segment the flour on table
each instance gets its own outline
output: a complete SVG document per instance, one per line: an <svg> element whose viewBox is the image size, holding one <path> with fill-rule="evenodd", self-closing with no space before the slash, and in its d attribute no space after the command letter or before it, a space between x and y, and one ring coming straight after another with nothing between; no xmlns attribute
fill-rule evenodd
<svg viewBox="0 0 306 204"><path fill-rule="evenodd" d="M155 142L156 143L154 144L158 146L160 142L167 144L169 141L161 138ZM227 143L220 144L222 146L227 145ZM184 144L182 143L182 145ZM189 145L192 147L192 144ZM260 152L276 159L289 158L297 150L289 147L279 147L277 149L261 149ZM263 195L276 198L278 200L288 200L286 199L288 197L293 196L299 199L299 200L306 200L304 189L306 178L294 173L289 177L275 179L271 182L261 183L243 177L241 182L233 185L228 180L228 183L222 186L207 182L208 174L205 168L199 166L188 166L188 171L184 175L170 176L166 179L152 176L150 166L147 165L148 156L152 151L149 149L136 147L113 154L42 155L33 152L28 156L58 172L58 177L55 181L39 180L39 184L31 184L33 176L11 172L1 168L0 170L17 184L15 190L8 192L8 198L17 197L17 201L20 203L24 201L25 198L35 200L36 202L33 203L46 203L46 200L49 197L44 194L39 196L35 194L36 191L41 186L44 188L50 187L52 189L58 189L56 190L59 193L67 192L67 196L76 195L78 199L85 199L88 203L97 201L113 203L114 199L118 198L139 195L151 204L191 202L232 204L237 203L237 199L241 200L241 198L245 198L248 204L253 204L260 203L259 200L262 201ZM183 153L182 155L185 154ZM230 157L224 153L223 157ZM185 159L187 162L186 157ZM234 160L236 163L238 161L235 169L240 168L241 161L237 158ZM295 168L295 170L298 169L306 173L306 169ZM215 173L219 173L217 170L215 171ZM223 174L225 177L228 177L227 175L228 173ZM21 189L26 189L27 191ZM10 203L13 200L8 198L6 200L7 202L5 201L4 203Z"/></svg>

☆ ☆ ☆ ☆ ☆

» **Aim**:
Arrange the data above as a Markdown table with two columns, Row and Line. Number each nonblank line in Row, put its text in Line, and leave out blank lines.

» **Result for this task**:
| Row | Line |
|---|---|
| 1 | segment the flour on table |
| 2 | each instance gets its own outline |
| 3 | output: a complete SVG document per instance, one per line: an <svg> element whose viewBox is the image size, holding one <path> with fill-rule="evenodd", self-closing with no space before the slash, and in its d attribute no space after the command letter or before it, a space between x and y, and one ring coming straight after another with nothing between; no xmlns attribute |
| 4 | fill-rule evenodd |
| 5 | <svg viewBox="0 0 306 204"><path fill-rule="evenodd" d="M155 142L156 143L154 144L158 146L160 142L167 144L169 141L161 138ZM227 143L220 144L222 146L227 145ZM184 144L182 143L182 145ZM189 145L192 147L192 144ZM260 152L276 159L289 158L297 150L289 147L279 147L277 149L261 149ZM263 195L276 198L278 200L288 200L286 199L288 197L293 196L299 199L299 200L306 200L304 189L306 178L294 173L289 177L275 179L271 182L261 183L243 177L241 182L233 185L228 180L228 183L222 186L207 182L208 174L205 168L199 166L188 166L188 171L184 175L170 176L166 179L152 176L150 166L147 165L148 156L152 151L149 149L136 147L113 154L42 155L33 152L28 156L58 172L58 177L55 181L39 180L39 184L31 184L33 176L11 172L1 168L0 170L17 184L15 190L8 192L8 198L17 197L17 201L20 203L24 201L25 198L35 200L36 202L33 203L46 203L46 200L49 197L44 194L39 196L35 194L36 191L41 186L44 188L50 187L52 189L58 189L56 190L59 193L67 192L67 196L76 195L78 199L85 199L88 203L97 201L113 203L114 199L118 198L139 195L151 204L191 202L232 204L237 203L237 199L241 200L241 198L245 198L248 204L253 204L260 203L259 200L262 201ZM183 153L182 155L185 154ZM230 157L224 153L223 157ZM185 159L187 162L186 157ZM234 160L236 163L238 161L235 169L240 168L241 161L237 158ZM295 168L295 170L298 169L306 173L306 169ZM215 173L219 173L217 170L215 171ZM223 174L225 177L228 177L227 175L228 173ZM21 189L26 189L27 191ZM10 203L13 200L8 198L6 200L7 202L5 201L4 203Z"/></svg> |